**What to produce**
Give back each line of the data exactly.
Start of Records for this task
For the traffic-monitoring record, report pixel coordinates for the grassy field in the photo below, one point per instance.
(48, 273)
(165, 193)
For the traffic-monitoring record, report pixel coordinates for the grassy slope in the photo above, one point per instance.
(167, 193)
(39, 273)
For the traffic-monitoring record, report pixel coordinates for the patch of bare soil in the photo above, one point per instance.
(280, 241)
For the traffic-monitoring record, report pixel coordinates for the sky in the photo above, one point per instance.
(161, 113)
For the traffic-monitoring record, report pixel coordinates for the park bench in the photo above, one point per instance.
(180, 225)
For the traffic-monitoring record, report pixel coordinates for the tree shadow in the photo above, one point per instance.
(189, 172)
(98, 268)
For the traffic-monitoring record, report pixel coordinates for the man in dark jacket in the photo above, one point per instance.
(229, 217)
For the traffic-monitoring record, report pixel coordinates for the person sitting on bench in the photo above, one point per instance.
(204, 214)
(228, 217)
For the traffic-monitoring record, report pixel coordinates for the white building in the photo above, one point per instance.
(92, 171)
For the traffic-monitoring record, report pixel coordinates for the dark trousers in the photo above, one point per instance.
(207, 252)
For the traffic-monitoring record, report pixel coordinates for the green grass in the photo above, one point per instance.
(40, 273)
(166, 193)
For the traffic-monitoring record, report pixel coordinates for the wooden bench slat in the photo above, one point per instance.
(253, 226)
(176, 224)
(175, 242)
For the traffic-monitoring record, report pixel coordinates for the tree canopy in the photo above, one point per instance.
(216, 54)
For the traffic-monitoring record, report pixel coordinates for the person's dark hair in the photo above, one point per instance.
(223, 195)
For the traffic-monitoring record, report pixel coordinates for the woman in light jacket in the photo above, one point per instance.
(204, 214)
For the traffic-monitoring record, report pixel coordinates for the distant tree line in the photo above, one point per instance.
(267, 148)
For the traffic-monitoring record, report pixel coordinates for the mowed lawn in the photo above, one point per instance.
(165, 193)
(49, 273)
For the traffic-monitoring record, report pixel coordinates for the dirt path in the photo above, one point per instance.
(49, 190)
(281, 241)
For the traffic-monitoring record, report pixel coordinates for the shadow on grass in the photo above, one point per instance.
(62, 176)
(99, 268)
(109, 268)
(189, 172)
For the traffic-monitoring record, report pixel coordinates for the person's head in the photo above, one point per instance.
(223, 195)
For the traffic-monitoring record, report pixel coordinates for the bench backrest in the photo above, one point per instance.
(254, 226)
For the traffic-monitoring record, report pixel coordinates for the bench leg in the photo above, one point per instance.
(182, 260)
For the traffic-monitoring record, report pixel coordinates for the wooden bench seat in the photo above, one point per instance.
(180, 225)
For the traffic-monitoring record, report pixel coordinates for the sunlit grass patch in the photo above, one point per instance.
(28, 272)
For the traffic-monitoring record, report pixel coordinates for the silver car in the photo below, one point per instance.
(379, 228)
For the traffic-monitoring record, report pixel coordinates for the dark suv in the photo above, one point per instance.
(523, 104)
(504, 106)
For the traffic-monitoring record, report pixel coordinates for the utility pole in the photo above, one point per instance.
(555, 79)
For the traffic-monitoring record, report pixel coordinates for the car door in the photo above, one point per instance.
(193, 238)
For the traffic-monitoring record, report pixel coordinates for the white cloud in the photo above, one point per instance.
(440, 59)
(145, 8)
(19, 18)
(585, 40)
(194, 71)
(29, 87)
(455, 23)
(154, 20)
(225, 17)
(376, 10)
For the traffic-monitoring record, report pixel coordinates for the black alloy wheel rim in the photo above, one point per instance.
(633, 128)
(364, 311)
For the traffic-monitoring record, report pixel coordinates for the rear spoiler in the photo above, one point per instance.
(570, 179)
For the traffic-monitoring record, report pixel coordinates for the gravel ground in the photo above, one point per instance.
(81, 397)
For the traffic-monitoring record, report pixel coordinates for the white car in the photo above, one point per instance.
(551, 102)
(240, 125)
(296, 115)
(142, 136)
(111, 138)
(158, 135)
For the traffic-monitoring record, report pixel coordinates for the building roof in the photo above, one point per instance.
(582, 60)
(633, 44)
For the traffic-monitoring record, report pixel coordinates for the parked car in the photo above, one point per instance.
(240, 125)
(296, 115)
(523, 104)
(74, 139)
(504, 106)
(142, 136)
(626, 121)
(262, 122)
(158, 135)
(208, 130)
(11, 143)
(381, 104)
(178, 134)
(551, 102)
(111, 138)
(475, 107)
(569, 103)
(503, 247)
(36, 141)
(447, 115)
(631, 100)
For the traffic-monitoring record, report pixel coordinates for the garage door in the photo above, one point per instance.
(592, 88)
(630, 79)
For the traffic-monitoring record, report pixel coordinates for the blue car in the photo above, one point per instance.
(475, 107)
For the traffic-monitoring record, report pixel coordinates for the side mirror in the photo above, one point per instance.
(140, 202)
End of Records for this task
**Answer area**
For the traffic-monitoring record, report pixel coordinates for the grassy field in the photo below, one point per instance.
(48, 273)
(165, 193)
For the traffic-monitoring record, report pixel coordinates for the grassy slope in the photo above, one point per instance.
(167, 193)
(39, 273)
For the traffic-monitoring record, report pixel coordinates for the patch of bare soil in the photo above, one point per instance.
(280, 241)
For the traffic-monitoring record, report pixel coordinates for the sky in the photo above, one point per instance.
(161, 113)
For the traffic-monitoring record, report pixel coordinates for the park bench in the photo above, one point per instance.
(180, 225)
For the traffic-monitoring record, report pixel coordinates for the tree shadow in the photo above, one point per instance.
(189, 172)
(98, 268)
For the traffic-monitoring record, report pixel coordinates for the man in dark jacket in the photo above, one point per instance.
(229, 217)
For the traffic-monitoring record, report pixel coordinates for the person sitting on bench in the photo above, one point per instance.
(204, 214)
(228, 217)
For the traffic-monitoring record, report pixel coordinates for the white building in the photo above, one point per instance.
(92, 171)
For the traffic-monitoring record, report pixel coordinates for the dark trousers in the photo above, one point per instance.
(207, 252)
For the traffic-monitoring record, report pixel coordinates for the green grass in the photo above, one point per instance.
(40, 273)
(166, 193)
For the traffic-monitoring record, report pixel coordinates for the wooden bench slat in the photo above, one point per instance.
(253, 226)
(176, 224)
(175, 242)
For the traffic-monitoring record, report pixel coordinates for the tree canopy in the photo above, one point per instance.
(216, 54)
For the traffic-monitoring record, report pixel coordinates for the person's dark hair in the photo above, one point per instance.
(223, 195)
For the traffic-monitoring record, report pixel coordinates for the woman in light jacket in the photo above, one point per instance.
(204, 214)
For the traffic-monitoring record, report pixel coordinates for the distant tree line in the photo above, one point per instance.
(267, 148)
For the traffic-monitoring record, report pixel coordinates for the mowed lawn in the photo above, one point per instance.
(165, 193)
(49, 273)
For the traffic-monitoring record, report pixel coordinates for the dirt path in the photo above, one point per instance.
(49, 190)
(281, 241)
For the traffic-monitoring record, report pixel coordinates for the shadow on grass in the photo above, one point per instance.
(62, 176)
(99, 268)
(109, 268)
(189, 172)
For the traffic-monitoring record, report pixel coordinates for the person's head in the photo above, one point per instance.
(223, 195)
For the traffic-monitoring record, report pixel coordinates for the bench backrest in the photo above, one point per instance.
(254, 226)
For the traffic-monitoring record, report pixel coordinates for the bench leg in the photo above, one point per instance.
(182, 260)
For the traffic-monitoring record, report pixel coordinates for the wooden bench seat in the photo above, one point per instance.
(180, 225)
For the traffic-monitoring record, report pixel coordinates for the sunlit grass patch in the photo above, one point per instance.
(28, 272)
For the traffic-monitoring record, report pixel coordinates for the silver car in the photo below, one point per instance.
(379, 228)
For the traffic-monitoring record, report pixel coordinates for the dark suv in the photo above, one point per instance.
(523, 104)
(504, 106)
For the traffic-monitoring record, report pixel coordinates for the utility pole in the photo above, one point per instance.
(555, 79)
For the traffic-monitoring record, report pixel coordinates for the car door in the photo above, one point per instance.
(193, 238)
For the traffic-monitoring record, report pixel coordinates for the white cloud in the photo above, one point per instance.
(440, 59)
(145, 8)
(19, 18)
(585, 40)
(194, 71)
(29, 87)
(455, 23)
(154, 20)
(225, 17)
(376, 10)
For the traffic-monitoring record, report pixel coordinates for the black alloy wheel rim in the photo above, one point per instance.
(633, 128)
(364, 311)
For the traffic-monitoring record, report pixel coordinates for the rear spoiler in the photo above, one point per instance.
(570, 179)
For the traffic-monitoring record, report pixel coordinates for the gravel ground in the photo above, one point per instance.
(81, 397)
For the traffic-monitoring record, report pixel coordinates for the white car in the photo above, one point per instance.
(551, 102)
(240, 125)
(296, 115)
(142, 136)
(111, 138)
(158, 135)
For the traffic-monitoring record, report pixel coordinates for the building roof in the photo above, one point per instance.
(582, 60)
(633, 44)
For the traffic-monitoring record, report pixel coordinates for the parked car in the photo above, one point per instance.
(240, 125)
(296, 115)
(523, 104)
(74, 139)
(504, 106)
(142, 136)
(626, 121)
(262, 122)
(158, 135)
(208, 130)
(11, 143)
(381, 104)
(178, 134)
(551, 102)
(111, 138)
(475, 107)
(569, 103)
(503, 247)
(36, 141)
(447, 115)
(631, 100)
For the traffic-monitoring record, report pixel coordinates for the garage door in the photo above, one point per instance.
(592, 88)
(630, 79)
For the traffic-monitoring record, report pixel coordinates for the blue car in the photo above, one point per instance.
(475, 107)
For the traffic-monitoring record, report pixel coordinates for the side mirror in the photo above, one point per instance.
(140, 202)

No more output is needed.